[RECORDS SHOWN]:
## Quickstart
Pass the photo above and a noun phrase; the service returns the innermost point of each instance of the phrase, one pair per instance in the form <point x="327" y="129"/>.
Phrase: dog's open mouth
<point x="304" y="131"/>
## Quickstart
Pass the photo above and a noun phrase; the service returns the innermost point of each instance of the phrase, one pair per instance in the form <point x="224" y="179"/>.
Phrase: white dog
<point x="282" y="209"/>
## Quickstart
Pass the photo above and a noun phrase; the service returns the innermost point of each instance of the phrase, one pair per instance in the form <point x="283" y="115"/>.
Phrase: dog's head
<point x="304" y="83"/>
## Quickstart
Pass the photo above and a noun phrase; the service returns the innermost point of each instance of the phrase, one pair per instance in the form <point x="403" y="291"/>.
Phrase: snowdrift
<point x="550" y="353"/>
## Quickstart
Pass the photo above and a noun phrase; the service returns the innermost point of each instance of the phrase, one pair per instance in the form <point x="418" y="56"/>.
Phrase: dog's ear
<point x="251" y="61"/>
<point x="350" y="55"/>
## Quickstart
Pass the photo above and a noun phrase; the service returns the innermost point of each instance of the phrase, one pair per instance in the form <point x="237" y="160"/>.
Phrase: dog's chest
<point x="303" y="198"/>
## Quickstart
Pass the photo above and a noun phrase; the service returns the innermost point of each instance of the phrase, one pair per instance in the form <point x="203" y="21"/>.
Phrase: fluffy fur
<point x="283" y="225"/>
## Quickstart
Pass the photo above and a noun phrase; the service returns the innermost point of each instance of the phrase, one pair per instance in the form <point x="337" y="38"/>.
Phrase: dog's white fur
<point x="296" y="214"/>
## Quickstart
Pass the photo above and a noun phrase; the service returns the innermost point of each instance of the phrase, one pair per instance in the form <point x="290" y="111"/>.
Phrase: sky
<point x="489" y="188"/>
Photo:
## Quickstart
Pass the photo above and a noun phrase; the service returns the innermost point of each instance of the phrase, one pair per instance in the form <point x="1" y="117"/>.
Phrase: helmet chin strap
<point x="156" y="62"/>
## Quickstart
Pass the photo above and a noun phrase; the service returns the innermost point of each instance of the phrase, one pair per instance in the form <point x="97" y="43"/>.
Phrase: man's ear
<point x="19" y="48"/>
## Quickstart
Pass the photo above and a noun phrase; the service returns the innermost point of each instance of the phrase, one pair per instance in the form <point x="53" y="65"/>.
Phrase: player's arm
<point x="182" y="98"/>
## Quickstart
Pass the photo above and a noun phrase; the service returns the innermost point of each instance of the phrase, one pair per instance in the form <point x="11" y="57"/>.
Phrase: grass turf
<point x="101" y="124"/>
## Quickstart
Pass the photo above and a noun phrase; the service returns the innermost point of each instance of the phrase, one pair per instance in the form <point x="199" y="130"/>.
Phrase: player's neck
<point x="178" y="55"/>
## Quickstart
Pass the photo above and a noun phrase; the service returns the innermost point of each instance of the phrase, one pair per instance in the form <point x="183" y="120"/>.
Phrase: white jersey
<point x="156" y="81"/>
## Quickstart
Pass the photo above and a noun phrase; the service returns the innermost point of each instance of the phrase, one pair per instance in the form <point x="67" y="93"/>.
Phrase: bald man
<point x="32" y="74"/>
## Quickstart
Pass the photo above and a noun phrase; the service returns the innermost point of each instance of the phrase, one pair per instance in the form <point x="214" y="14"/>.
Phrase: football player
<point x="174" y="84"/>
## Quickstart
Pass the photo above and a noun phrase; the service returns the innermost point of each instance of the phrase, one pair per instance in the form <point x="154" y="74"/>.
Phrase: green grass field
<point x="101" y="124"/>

[WRITTEN INSTRUCTION]: Which lines of the material above contain the word "player"? Report each of them in full.

[SOLUTION TO THE PROBLEM]:
Phrase: player's arm
Phrase: player's neck
Phrase: football player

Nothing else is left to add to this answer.